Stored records
────────────────

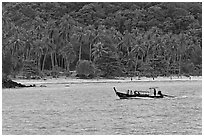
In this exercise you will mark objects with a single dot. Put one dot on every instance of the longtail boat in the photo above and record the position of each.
(136, 94)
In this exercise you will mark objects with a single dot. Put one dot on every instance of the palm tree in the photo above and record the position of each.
(68, 54)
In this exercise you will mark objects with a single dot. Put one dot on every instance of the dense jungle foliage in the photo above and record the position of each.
(108, 39)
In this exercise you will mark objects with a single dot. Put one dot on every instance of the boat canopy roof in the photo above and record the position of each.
(153, 87)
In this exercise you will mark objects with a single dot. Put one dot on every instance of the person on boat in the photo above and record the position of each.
(128, 91)
(155, 92)
(160, 94)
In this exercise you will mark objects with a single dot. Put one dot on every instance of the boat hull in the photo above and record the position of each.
(141, 96)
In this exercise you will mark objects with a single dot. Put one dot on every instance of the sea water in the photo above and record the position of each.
(87, 109)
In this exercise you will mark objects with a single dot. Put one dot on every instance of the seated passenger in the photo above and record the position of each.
(160, 94)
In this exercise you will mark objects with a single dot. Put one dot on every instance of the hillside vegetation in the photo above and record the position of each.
(115, 39)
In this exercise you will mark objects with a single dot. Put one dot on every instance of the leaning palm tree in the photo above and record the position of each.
(99, 50)
(68, 54)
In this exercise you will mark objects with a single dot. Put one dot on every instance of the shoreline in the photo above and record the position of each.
(69, 80)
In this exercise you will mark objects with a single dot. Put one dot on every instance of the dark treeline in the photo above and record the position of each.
(107, 39)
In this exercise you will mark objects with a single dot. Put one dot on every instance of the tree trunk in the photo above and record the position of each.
(80, 52)
(56, 62)
(43, 65)
(90, 52)
(52, 61)
(136, 63)
(179, 65)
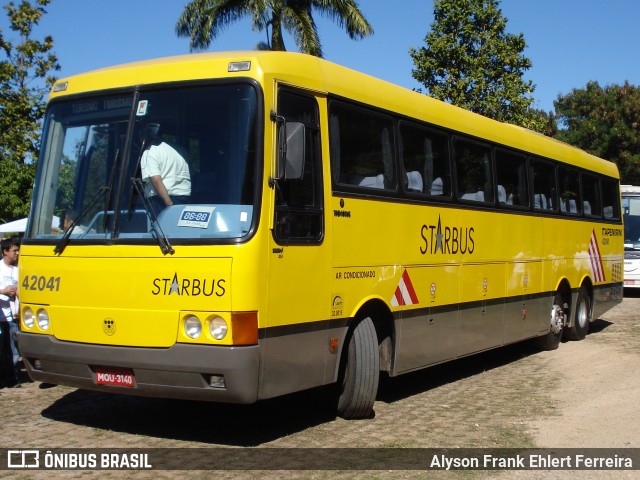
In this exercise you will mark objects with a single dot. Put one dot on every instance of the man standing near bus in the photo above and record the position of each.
(166, 175)
(9, 361)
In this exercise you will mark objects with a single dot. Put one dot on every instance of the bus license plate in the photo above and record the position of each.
(114, 376)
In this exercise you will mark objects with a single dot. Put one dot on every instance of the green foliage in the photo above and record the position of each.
(203, 20)
(24, 83)
(471, 62)
(604, 122)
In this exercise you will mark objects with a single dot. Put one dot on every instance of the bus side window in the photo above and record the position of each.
(591, 196)
(298, 215)
(543, 176)
(425, 157)
(511, 175)
(569, 191)
(362, 147)
(610, 199)
(473, 169)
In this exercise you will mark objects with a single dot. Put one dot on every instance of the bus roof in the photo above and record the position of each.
(629, 189)
(329, 78)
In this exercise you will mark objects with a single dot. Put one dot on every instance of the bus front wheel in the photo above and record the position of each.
(551, 340)
(581, 320)
(361, 373)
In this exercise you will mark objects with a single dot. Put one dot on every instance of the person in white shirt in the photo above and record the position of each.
(9, 308)
(166, 175)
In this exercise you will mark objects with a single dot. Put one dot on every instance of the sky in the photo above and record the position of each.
(570, 42)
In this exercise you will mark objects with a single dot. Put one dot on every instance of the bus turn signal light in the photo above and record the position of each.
(244, 328)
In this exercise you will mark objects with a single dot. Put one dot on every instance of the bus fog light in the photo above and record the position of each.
(192, 326)
(28, 318)
(217, 381)
(43, 319)
(218, 328)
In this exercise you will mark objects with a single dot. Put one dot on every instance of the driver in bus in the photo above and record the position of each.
(165, 174)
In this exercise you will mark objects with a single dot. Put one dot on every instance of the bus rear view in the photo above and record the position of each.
(631, 210)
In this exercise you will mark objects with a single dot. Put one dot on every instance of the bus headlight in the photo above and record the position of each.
(28, 318)
(192, 326)
(218, 327)
(43, 319)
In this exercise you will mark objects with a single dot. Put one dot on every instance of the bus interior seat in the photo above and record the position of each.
(474, 197)
(414, 181)
(437, 187)
(369, 182)
(540, 201)
(502, 195)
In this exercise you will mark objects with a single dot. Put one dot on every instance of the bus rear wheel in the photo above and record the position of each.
(582, 318)
(361, 373)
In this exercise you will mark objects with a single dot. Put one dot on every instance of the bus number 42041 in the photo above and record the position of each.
(40, 283)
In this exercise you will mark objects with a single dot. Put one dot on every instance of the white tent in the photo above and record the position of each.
(18, 226)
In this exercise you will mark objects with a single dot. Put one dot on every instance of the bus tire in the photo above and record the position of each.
(551, 340)
(582, 318)
(361, 373)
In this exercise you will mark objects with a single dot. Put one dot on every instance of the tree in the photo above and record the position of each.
(24, 82)
(204, 20)
(471, 62)
(604, 122)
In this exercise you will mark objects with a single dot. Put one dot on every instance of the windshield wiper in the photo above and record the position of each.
(64, 241)
(163, 241)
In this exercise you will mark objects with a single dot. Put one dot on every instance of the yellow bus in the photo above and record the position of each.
(335, 226)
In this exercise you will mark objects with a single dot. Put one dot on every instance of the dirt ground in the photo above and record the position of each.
(583, 395)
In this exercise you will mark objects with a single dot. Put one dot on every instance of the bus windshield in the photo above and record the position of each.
(100, 156)
(631, 208)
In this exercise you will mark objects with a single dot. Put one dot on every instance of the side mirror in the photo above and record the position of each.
(291, 150)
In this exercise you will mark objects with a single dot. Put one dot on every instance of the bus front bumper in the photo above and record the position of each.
(182, 371)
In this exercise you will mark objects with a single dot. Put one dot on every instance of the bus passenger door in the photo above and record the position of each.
(296, 346)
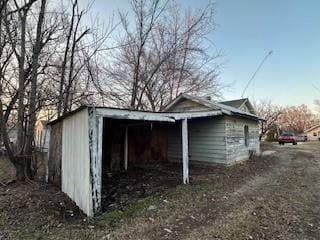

────────────────

> Task item
Give every entry above again, exactly, and keep all pictures out of it.

> Output
In this exercise you will mark objects with a single dot. Put one dot on every instance of the longtail boat in the photo above and record the position of each.
(136, 94)
In this exercise you will mark objects with a single dot. Put one dot on every instance of the palm tree in the photo above and record the position of each.
(68, 54)
In this exercise you will mark objects with a single dot. Put one dot on every instance of the dense jungle foliage in the photo above and record the position of each.
(108, 39)
In this exercise you will mark objects with a single dot. Put one dot on every instance of the boat canopy roof in the photo above and record the position of each.
(153, 87)
In this exercise you will mark objects with a single dot. Put one dot on every instance of the person on boat in the photo above and record the position of each.
(128, 91)
(155, 92)
(160, 94)
In this exercise you will mark objects with a single dot. Put one dot on every instance of the boat hull in the photo above and record the position of each.
(141, 96)
In this exercise you will mark objects with a single dot. Put one dot on every instance of the sea water in the photo above and record the position of each.
(87, 109)
In this exercise you will mark objects with a single dot. Put one dot on every instance of the seated passenger in the photo above and record the position of each.
(160, 94)
In this exercise you will mark objects with a single dot. Put one dot on every instance of the hillside vegetation in the photo above and record the position of each.
(115, 39)
In this exercise you will mark objects with a single dot. Put one dot on every instance of the leaning palm tree in the photo above and record the position of each.
(99, 50)
(68, 54)
In this exercise you will mark objects with a single dot. Put one dot on every instance of the shoreline in the photo above and record the position of each.
(69, 80)
In this exercise you will mark objects with a single dot. Put one dot on every instance of the dark treeline in the photo above and record the position of each.
(107, 39)
In this exercise you will mark objects with a single dot. Put one dot on every instance of the tree trunk in the photo above and record the position of each.
(80, 52)
(56, 62)
(43, 65)
(90, 52)
(52, 61)
(136, 63)
(179, 65)
In this exercise you will mark objects with a single dot. Put one dot on every instance of the man standing near bus in the photo above and record the position of each.
(166, 175)
(9, 361)
In this exercise you will mark objects with a single dot. Put one dot on every instance of the bus license plate in the photo above and record the position of each.
(114, 376)
In this exercise you will mark objects with a single dot. Put one dot on every instance of the green foliage in the photo above and record the position of each.
(203, 20)
(24, 83)
(471, 62)
(604, 122)
In this exercise you will mark objects with a single dot. Put one dot on every instance of the bus side window in the photo above and record the position of each.
(591, 196)
(298, 215)
(543, 176)
(425, 157)
(511, 175)
(569, 191)
(362, 147)
(610, 199)
(473, 169)
In this exercise you will mark objects with a single dot. Put one dot on every instance of the bus roof in the photo above and record the position of each.
(629, 189)
(329, 78)
In this exercise you will mark objects with a single dot. Put one dot on every instance of the bus front wheel in the photo above and record the position of each.
(551, 340)
(581, 320)
(361, 373)
In this exercise you will mark objects with a single dot. Put one dot on every instance of the person in white shirt in the photo above and record the position of each.
(9, 308)
(166, 175)
In this exercise you will mark objects with a single dot. Put one dot on every instance of the sky in the photo above and record the position of each.
(570, 42)
In this exercise you will mark objects with a single dot. Put one dot on every instance of the bus turn signal light in the photo above and record the position of each.
(244, 328)
In this exercise you will mark objects with a single dot. Put one dot on every instance of the bus fog light in the photo above and record the position of each.
(192, 326)
(28, 318)
(217, 381)
(43, 319)
(218, 328)
In this exercise you will mark objects with a single dot. Put one dot on every instance of the driver in bus in the photo above and record the position of each.
(165, 174)
In this exercise you will mark objects with a single dot. Put one dot on every instance of the bus rear view in the photo above and record the position of each.
(631, 210)
In this exercise you will mark objects with a single dot. Put one dot on every instance of the bus headlight in the photo above and record the position of each.
(28, 318)
(192, 326)
(218, 327)
(43, 319)
In this exercise you will mark objects with a single dot. Put one dot on every instance of the bus interior seat in the photo above and record the position of each.
(474, 197)
(414, 181)
(437, 187)
(369, 182)
(540, 201)
(502, 195)
In this exercise you will mark objects with a single dot. Put one dot on every instance of the bus rear wheel in the photo above and record the position of each.
(582, 318)
(361, 373)
In this exercise you will mark objects with a single dot. Put one dot on every instance of the bus number 42041 in the photo above and record the position of each.
(40, 283)
In this exercise you will mark objects with a single dot. Put one dot on every instance of the white tent in the photo above and record the position of each.
(18, 226)
In this exercise you will mark objects with a single dot. Put one dot on every instance of the bus tire in the photo above and record the position of each.
(551, 340)
(582, 318)
(361, 373)
In this exercise you will mark objects with a single dot. Put one dot on every instance of the tree in the photo above and record the position of each.
(24, 82)
(204, 20)
(471, 62)
(604, 122)
In this exercise you will mark objects with a single dot. Put one dot on every instance of the windshield wiper in the photo above and record the position of each.
(64, 241)
(163, 241)
In this exercise you will mark objects with a single dot. Put one dot on every instance of the yellow bus in the photo above and record the position of each.
(335, 226)
In this exercise you will mark objects with a single dot. Put one dot on every instance of the dirt ground in the photo above and record the position of each.
(583, 395)
In this exercise you will mark objects with a single dot. Put one dot on every instance of the bus windshield in the photo above and record the position of each.
(100, 156)
(631, 208)
In this exercise you will mark objects with a single dot. Put one dot on every instance of the side mirror in the photo above and record the position of each.
(291, 150)
In this exercise you will mark objects with a single dot. Put one dot on every instance of the bus front bumper in the photo above and record the position of each.
(182, 371)
In this exercise you will mark objects with a single dot. Put one dot on every instance of the bus passenger door in the photo above and record the position of each.
(296, 346)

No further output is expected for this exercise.